## The problem
Reproduce all of the material below word for word, but leave the pictures out of your answer.

[Start of Data rows]

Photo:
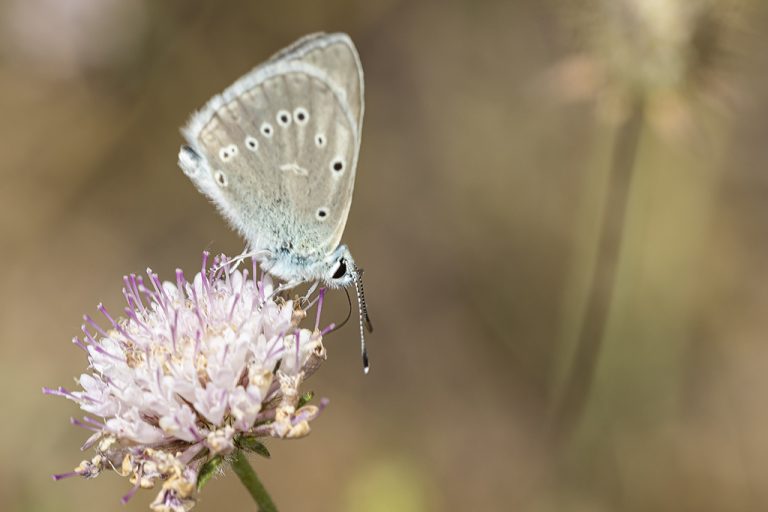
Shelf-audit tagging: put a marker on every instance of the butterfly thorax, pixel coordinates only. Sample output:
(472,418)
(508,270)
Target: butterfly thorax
(334,270)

[End of Data rows]

## Written answer
Photo:
Shelf-audit tagging: put a marker on every instance of the butterfly thorax, pixel coordinates only. Sample output:
(472,418)
(508,270)
Target: butterfly thorax
(334,270)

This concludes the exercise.